■ **About this exercise**
Among the records that follow, find the line with "Objective — one point on each instance of the large" and the line with "Objective — one point on each instance of the mooring". Set down those lines and all lines between them exactly, without adding anything.

■ **Entries shown**
+--
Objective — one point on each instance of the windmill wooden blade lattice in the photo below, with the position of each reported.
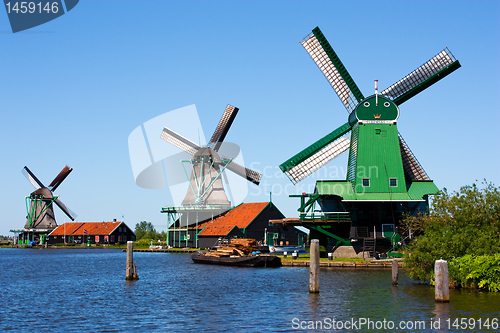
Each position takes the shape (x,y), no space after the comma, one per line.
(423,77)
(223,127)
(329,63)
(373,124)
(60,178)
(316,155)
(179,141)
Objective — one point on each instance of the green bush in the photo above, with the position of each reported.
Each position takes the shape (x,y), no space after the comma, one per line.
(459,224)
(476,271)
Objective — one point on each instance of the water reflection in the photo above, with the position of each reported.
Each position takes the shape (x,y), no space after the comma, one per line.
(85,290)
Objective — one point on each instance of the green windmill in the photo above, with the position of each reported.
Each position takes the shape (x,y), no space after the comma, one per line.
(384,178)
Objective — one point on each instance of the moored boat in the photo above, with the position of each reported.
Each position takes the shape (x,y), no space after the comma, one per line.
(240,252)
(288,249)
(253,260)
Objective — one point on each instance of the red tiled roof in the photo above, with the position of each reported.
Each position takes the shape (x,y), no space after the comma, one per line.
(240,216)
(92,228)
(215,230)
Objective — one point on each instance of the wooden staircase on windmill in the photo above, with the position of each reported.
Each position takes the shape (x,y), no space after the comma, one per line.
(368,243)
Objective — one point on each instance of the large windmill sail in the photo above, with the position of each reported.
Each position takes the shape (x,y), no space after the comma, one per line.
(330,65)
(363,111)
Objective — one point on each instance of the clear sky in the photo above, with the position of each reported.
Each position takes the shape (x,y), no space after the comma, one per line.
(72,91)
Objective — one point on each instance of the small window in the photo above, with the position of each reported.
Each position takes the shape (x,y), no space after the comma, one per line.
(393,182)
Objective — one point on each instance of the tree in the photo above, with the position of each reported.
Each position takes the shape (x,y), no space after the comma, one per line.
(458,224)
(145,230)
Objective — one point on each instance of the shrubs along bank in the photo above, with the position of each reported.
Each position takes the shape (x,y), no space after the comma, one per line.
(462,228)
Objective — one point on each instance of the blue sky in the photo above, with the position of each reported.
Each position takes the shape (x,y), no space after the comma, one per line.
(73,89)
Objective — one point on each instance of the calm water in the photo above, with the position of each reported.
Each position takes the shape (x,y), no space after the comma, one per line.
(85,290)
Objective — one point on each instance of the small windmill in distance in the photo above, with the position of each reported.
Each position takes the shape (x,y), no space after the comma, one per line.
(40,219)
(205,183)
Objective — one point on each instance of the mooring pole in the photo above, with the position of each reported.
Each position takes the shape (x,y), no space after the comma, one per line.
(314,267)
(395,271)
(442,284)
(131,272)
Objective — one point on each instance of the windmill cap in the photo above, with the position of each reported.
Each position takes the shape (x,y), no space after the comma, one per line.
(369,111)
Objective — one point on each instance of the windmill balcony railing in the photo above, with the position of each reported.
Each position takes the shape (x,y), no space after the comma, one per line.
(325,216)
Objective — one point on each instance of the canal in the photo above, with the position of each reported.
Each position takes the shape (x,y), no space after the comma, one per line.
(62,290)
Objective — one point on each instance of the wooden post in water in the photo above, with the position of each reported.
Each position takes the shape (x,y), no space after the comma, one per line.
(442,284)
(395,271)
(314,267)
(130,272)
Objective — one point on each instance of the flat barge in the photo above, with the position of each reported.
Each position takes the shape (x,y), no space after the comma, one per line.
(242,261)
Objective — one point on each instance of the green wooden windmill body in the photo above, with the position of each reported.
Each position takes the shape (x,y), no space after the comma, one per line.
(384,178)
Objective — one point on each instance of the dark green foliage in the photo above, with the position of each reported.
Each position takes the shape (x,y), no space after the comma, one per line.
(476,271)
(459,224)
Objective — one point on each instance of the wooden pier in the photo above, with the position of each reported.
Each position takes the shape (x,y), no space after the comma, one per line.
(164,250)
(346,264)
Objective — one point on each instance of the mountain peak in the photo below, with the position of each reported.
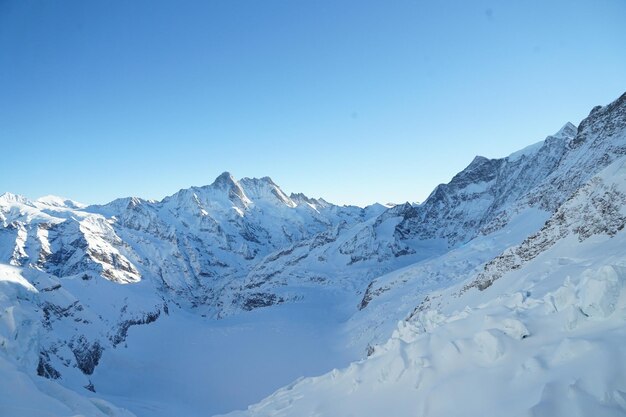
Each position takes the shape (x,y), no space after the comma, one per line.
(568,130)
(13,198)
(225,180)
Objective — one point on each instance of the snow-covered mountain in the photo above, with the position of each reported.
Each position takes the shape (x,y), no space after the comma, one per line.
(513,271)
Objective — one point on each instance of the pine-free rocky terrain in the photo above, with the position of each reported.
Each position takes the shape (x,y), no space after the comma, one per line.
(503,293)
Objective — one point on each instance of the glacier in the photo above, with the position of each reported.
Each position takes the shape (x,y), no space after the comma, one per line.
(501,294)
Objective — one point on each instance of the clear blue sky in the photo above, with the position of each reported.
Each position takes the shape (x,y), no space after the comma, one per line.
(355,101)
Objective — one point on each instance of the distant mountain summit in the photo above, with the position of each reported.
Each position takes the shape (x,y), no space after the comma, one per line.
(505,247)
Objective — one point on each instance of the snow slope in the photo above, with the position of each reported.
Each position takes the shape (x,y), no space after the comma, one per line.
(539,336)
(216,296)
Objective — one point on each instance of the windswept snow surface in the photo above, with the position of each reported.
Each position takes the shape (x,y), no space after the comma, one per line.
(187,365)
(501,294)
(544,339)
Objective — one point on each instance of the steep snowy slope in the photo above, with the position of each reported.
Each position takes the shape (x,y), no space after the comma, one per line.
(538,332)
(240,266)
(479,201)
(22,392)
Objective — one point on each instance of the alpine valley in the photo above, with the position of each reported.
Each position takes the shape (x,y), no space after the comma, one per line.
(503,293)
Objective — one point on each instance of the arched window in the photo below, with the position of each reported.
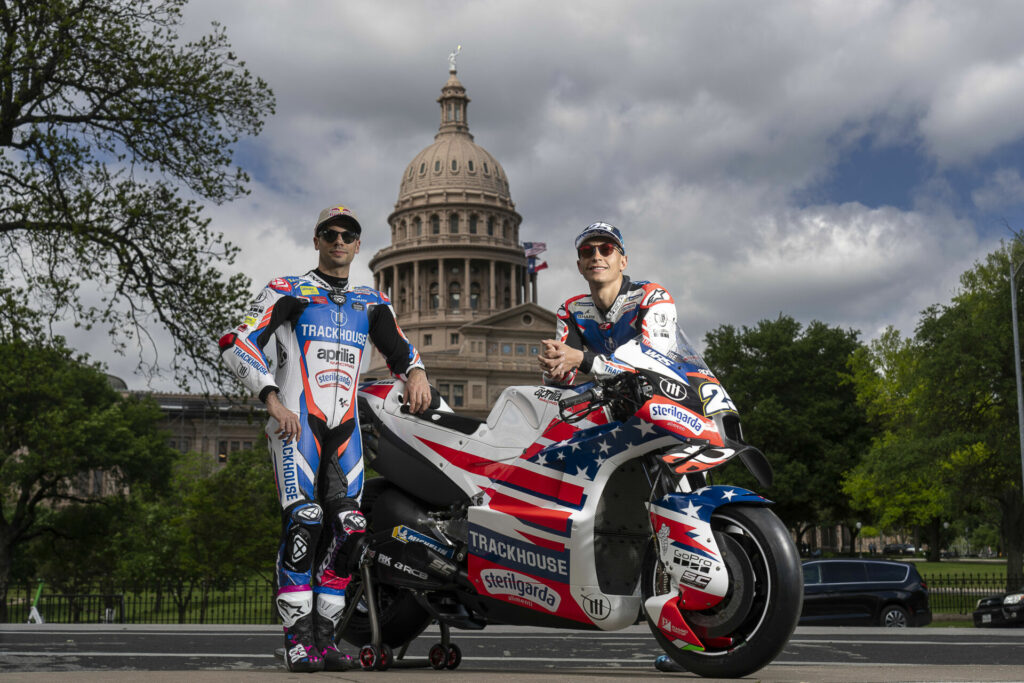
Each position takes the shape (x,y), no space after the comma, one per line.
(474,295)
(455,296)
+--
■ **Written solution**
Objective — one point on each instance of the large windmill sail in the photo above, with the position of each reported.
Each position takes the shape (x,y), no space after the comma, one per line.
(330,65)
(363,111)
Objective — one point on each instance of the clear sky in the photo above, with the position of each reported.
Each position takes the shape (x,y), no space after the comma, one per line.
(72,91)
Objective — one point on each instance of the small window in the photo above, with the position of each reported.
Each position takes the shape (x,y), no space after the comma, one per line.
(393,182)
Objective — one point on each instance of the tree in the photo above, with the position of each reported.
Each position takes the shape (x,y), no space after the comma, one per line.
(458,224)
(145,230)
Objective — one point on each instance of the shrubs along bank in the photo above, with the position of each reported.
Each position takes the shape (x,y), no space after the comma, one per line.
(462,228)
Objective — one point on each instance of the blue sky in the photo above, with the position of each reported.
Each position takes the shape (x,y), no space after the comma, one per line.
(73,89)
Objective — one point on each instance of the calm water in the photo above, with the position of each reported.
Each position takes the shape (x,y), no space after the comma, one per line.
(85,290)
Objective — one point on each instance of the small windmill in distance in the photo above, with the position of each reported.
Each position takes the shape (x,y), no space after the comma, one per line.
(40,219)
(205,183)
Objective — one point on each instance of the mooring pole in the photo above, with the position of each reported.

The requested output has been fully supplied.